STATED GOAL: Render everything from the first line of the items below down to and including the line that contains "(302, 1114)" as a numbered list, leaving out any blank lines.

RECORDS FOR THIS EXERCISE:

'''

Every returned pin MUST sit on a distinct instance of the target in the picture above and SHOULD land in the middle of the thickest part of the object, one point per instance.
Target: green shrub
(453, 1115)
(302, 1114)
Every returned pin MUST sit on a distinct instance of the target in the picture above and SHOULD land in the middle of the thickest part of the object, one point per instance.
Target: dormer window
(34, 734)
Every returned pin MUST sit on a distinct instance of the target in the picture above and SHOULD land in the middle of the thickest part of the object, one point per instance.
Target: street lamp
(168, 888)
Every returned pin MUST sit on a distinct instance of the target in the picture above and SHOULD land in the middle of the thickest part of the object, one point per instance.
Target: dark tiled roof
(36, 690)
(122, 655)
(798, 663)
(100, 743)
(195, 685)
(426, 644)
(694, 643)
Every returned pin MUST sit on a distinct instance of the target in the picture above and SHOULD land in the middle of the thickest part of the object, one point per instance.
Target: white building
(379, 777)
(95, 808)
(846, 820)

'''

FINAL RESULT:
1. Every returned pin MUST sit on a distinct instance of the target in the picture above and SHOULD land in the middle of the thickest part of the object, one point per instance.
2. Target: green shrub
3. (453, 1115)
4. (302, 1114)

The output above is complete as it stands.